Short task: Repeat word for word the lines below, from the line containing "the green park" down to the last line of the records.

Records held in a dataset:
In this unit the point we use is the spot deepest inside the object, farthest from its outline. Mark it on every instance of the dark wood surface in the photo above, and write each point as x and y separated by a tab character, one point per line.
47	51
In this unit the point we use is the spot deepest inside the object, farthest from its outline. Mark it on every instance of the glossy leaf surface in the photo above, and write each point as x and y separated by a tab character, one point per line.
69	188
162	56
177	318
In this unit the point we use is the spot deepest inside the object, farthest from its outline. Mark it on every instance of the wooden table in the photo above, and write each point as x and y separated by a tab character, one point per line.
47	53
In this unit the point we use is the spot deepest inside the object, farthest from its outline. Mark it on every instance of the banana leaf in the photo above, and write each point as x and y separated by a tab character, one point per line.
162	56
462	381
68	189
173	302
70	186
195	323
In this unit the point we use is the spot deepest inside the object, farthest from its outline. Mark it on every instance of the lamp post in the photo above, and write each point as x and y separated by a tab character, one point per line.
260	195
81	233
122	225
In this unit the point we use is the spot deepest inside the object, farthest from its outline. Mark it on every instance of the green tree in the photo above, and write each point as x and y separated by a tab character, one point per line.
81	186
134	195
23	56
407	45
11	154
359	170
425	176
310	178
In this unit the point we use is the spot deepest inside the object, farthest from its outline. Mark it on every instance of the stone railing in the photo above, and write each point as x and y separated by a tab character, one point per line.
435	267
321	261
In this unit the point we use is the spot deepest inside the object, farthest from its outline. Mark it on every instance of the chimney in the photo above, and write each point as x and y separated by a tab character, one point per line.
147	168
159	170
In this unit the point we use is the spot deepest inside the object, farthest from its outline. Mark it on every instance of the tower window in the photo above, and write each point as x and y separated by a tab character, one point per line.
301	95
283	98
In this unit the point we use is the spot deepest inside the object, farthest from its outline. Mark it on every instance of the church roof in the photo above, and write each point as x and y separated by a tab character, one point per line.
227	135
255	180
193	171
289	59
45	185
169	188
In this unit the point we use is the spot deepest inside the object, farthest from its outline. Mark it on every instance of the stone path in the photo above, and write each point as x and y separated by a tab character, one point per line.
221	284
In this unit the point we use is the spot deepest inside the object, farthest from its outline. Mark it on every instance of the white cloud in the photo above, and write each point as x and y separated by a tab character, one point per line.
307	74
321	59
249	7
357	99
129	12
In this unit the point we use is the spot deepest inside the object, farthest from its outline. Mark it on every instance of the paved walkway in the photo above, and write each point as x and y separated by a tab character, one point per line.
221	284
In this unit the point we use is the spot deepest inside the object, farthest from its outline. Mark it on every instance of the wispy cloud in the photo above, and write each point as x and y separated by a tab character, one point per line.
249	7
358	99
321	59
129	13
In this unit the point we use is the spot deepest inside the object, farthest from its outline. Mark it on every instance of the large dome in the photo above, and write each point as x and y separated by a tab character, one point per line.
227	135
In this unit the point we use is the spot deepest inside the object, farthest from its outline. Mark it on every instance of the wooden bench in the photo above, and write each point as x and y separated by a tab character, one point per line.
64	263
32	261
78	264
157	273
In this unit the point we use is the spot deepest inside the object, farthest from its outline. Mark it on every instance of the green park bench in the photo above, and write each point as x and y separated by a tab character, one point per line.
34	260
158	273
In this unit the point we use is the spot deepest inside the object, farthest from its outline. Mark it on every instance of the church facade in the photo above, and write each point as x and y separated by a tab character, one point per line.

Output for this exercise:
In this unit the point we use is the spot deepest inside the object, farthest from its outline. Mark it on every instance of the green park bench in the photo above, and write each point as x and y separated by a tab character, one point per line.
34	260
158	273
In this unit the point we use is the spot deepest inside the object, farthest from its outline. Mark it on every instance of the church facade in the photo above, and write each point as x and y separated by a tab character, one point per line.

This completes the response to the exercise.